Render the stretch from the start of the records through the line that contains "[73, 0, 82, 142]" as a Markdown table with the columns No. and Line, one numbered row per line. Omit blank lines and leave the pictures out.

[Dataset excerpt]
--------

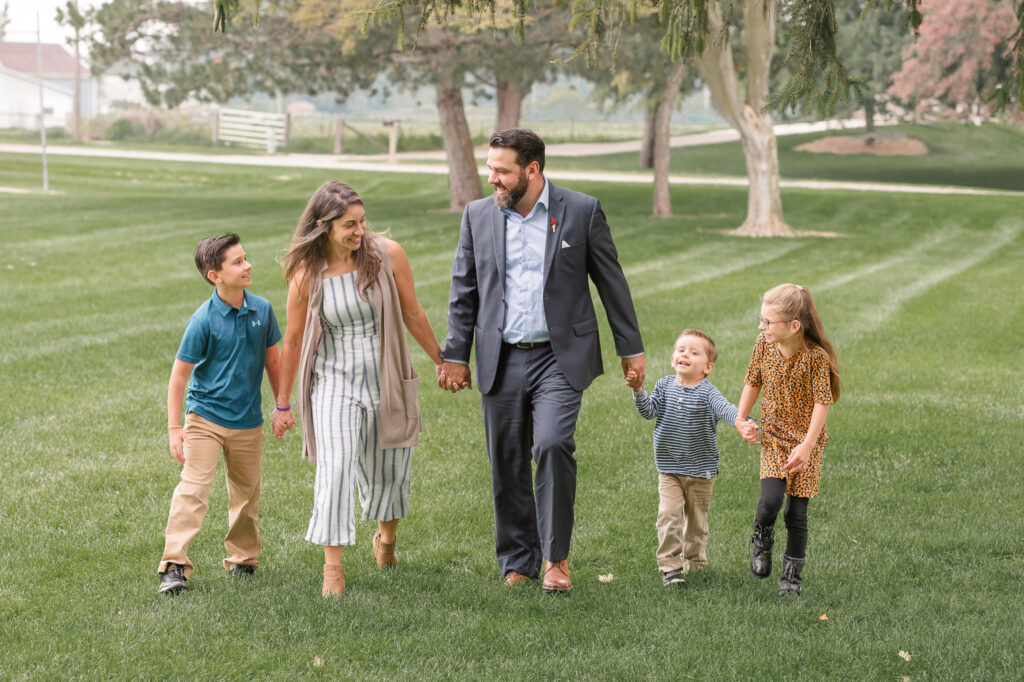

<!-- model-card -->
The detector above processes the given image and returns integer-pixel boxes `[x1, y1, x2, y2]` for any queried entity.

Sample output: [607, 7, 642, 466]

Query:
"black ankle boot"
[778, 554, 807, 597]
[751, 521, 775, 578]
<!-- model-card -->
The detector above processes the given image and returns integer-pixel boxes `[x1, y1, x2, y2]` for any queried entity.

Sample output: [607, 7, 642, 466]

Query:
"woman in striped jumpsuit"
[273, 182, 441, 596]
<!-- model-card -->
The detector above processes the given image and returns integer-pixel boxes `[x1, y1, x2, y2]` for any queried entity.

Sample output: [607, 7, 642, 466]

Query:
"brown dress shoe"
[541, 559, 572, 592]
[505, 570, 529, 587]
[374, 530, 398, 568]
[321, 563, 345, 597]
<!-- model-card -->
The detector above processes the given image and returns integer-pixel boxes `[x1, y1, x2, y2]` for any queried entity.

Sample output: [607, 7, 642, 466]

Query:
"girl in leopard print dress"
[739, 284, 840, 596]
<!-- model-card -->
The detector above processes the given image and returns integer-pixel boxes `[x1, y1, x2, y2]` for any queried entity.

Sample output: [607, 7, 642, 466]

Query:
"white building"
[0, 42, 99, 128]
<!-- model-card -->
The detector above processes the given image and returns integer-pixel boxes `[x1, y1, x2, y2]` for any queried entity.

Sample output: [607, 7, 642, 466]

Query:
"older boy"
[158, 235, 281, 594]
[633, 329, 755, 586]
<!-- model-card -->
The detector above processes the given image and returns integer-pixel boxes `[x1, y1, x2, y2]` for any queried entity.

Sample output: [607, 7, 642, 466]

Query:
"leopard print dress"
[744, 334, 833, 498]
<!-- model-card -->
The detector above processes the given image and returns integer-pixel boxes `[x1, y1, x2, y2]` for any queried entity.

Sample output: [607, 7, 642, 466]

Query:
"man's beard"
[495, 173, 529, 209]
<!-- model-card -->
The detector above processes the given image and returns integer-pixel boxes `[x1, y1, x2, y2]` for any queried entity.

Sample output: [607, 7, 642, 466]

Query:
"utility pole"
[36, 10, 50, 193]
[73, 0, 82, 142]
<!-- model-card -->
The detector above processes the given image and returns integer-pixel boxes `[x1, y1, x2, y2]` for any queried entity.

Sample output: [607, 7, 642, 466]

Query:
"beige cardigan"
[296, 238, 422, 464]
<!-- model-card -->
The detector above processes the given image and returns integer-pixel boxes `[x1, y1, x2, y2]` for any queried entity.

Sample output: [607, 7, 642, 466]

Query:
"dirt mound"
[796, 135, 928, 157]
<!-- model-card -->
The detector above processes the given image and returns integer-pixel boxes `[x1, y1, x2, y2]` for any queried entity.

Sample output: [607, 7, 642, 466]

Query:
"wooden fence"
[213, 109, 291, 154]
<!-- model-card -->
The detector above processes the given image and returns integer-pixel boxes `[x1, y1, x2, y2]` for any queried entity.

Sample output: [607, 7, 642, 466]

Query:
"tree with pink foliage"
[889, 0, 1018, 113]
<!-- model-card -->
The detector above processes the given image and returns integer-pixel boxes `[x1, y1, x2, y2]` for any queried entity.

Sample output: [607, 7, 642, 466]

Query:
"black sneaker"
[662, 568, 686, 586]
[160, 563, 188, 594]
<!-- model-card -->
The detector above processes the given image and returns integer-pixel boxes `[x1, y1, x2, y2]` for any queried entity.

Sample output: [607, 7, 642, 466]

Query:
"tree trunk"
[736, 106, 794, 237]
[495, 77, 526, 130]
[437, 73, 482, 213]
[640, 106, 657, 168]
[699, 0, 795, 237]
[654, 59, 686, 218]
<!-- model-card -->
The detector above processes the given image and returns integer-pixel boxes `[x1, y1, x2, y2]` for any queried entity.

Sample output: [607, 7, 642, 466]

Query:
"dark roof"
[0, 41, 89, 77]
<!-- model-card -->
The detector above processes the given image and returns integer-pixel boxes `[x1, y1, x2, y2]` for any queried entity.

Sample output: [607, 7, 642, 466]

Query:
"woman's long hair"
[281, 180, 381, 300]
[763, 284, 840, 402]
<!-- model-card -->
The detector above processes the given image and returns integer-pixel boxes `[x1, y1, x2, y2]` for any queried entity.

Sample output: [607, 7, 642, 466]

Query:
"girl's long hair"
[763, 284, 840, 402]
[281, 180, 381, 300]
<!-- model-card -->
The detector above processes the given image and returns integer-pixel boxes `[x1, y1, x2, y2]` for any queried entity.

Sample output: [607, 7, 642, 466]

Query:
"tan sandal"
[374, 530, 398, 568]
[322, 563, 345, 597]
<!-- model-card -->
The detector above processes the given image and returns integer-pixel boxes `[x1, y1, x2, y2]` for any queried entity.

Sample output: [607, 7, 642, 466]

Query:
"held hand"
[782, 443, 811, 473]
[270, 410, 295, 440]
[437, 361, 473, 393]
[167, 428, 191, 464]
[733, 417, 761, 445]
[622, 354, 647, 391]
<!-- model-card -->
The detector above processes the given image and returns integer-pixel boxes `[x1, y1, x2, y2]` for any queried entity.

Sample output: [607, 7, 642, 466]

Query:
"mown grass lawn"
[558, 123, 1024, 190]
[0, 155, 1024, 680]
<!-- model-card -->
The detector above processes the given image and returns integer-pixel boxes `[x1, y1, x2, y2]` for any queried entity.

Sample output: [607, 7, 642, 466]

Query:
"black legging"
[755, 478, 808, 559]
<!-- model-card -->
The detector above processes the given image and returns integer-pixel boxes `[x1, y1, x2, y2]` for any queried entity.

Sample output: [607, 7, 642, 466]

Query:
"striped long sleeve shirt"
[633, 376, 738, 478]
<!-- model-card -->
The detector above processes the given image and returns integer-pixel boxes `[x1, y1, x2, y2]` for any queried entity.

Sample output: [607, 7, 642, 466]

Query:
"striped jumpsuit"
[306, 272, 413, 547]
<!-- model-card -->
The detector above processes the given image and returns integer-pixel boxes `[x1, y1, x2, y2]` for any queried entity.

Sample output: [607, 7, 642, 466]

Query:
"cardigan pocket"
[401, 370, 420, 419]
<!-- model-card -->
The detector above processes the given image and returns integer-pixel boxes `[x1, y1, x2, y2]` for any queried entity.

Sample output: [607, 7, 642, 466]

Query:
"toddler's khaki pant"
[657, 473, 715, 572]
[158, 413, 263, 578]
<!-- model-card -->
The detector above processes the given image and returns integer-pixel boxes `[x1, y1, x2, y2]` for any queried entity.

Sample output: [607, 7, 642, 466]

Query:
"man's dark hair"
[196, 232, 242, 287]
[490, 128, 544, 173]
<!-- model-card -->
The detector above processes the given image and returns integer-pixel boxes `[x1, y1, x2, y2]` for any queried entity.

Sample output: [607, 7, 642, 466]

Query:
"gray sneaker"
[159, 563, 188, 594]
[662, 568, 686, 586]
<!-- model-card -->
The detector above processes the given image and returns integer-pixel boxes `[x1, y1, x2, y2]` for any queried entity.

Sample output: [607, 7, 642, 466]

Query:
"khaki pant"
[158, 413, 263, 578]
[657, 473, 715, 572]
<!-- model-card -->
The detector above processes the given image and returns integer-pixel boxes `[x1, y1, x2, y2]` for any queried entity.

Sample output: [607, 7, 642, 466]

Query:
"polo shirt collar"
[211, 289, 249, 317]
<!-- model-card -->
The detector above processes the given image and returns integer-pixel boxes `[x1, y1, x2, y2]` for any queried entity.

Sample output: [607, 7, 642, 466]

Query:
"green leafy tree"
[836, 0, 912, 133]
[577, 13, 696, 217]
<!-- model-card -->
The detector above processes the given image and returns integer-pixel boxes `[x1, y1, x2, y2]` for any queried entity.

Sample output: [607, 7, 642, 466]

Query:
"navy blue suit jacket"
[441, 183, 643, 394]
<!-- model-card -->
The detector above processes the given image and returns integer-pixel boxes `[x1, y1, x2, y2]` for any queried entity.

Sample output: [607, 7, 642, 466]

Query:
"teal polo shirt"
[176, 291, 281, 429]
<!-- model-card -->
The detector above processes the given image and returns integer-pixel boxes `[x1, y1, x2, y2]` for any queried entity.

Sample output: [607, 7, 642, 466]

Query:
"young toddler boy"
[158, 235, 281, 594]
[633, 329, 756, 585]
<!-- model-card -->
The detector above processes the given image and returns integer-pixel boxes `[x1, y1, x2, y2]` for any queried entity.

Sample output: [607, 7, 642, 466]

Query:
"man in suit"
[438, 128, 645, 592]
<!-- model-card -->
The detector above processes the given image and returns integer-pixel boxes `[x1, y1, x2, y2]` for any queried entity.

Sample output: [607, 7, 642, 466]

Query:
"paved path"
[0, 120, 1024, 197]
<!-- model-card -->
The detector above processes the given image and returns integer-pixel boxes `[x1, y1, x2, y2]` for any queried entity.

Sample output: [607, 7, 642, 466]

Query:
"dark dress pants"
[481, 345, 583, 578]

--------

▸ **Reply**
| No. | Line |
|---|---|
| 1 | <!-- model-card --> |
| 2 | The detector above processes the given image and returns integer-pixel boxes `[x1, y1, x2, y2]` for any queried entity. |
| 3 | Sample output: [607, 7, 642, 466] |
| 4 | Query: |
| 5 | "black ankle boot" |
| 6 | [778, 554, 807, 597] |
| 7 | [751, 521, 775, 578] |
| 8 | <!-- model-card --> |
| 9 | The detector above processes the given image and returns integer-pixel boxes `[x1, y1, x2, y2]` for any queried entity. |
| 10 | Sample output: [607, 7, 642, 466] |
| 11 | Query: |
| 12 | "woman in striped jumpsuit" |
| 13 | [273, 182, 441, 596] |
| 14 | <!-- model-card --> |
| 15 | The detector above processes the given image and returns integer-pixel boxes `[x1, y1, x2, y2]` for any queried entity. |
| 16 | Sample output: [607, 7, 642, 466] |
| 17 | Query: |
| 18 | "brown dress shoe" |
| 19 | [541, 559, 572, 592] |
| 20 | [505, 570, 529, 587] |
| 21 | [374, 530, 398, 568] |
| 22 | [321, 563, 345, 597] |
| 23 | <!-- model-card --> |
| 24 | The detector above processes the given image and returns integer-pixel boxes `[x1, y1, x2, y2]` for any queried entity. |
| 25 | Sample output: [607, 7, 642, 466] |
| 26 | Query: |
| 27 | "girl in leopard print dress" |
| 28 | [739, 284, 840, 596] |
| 29 | <!-- model-card --> |
| 30 | The detector above processes the given image and returns integer-pixel boxes `[x1, y1, x2, y2]` for any queried entity. |
| 31 | Sample output: [607, 7, 642, 466] |
| 32 | Query: |
| 33 | "white building" |
| 34 | [0, 42, 99, 128] |
| 35 | <!-- model-card --> |
| 36 | The detector above processes the given image and returns integer-pixel boxes `[x1, y1, x2, y2]` for any queried entity. |
| 37 | Sample output: [607, 7, 642, 466] |
| 38 | Query: |
| 39 | "older boy" |
| 40 | [158, 235, 281, 594] |
| 41 | [633, 329, 755, 586] |
| 42 | <!-- model-card --> |
| 43 | The detector above processes the given image and returns integer-pixel boxes `[x1, y1, x2, y2]` for any queried entity. |
| 44 | Sample output: [607, 7, 642, 466] |
| 45 | Query: |
| 46 | "leopard print dress" |
| 47 | [744, 334, 833, 498] |
| 48 | <!-- model-card --> |
| 49 | The detector above processes the given image and returns integer-pixel boxes `[x1, y1, x2, y2]` for any queried entity. |
| 50 | Sample output: [607, 7, 642, 466] |
| 51 | Query: |
| 52 | "man's beard" |
| 53 | [495, 173, 529, 209] |
| 54 | <!-- model-card --> |
| 55 | The detector above processes the given image and returns integer-pixel boxes `[x1, y1, x2, y2]` for any queried entity. |
| 56 | Sample output: [607, 7, 642, 466] |
| 57 | Query: |
| 58 | "utility pole" |
| 59 | [36, 10, 50, 193] |
| 60 | [73, 0, 82, 142] |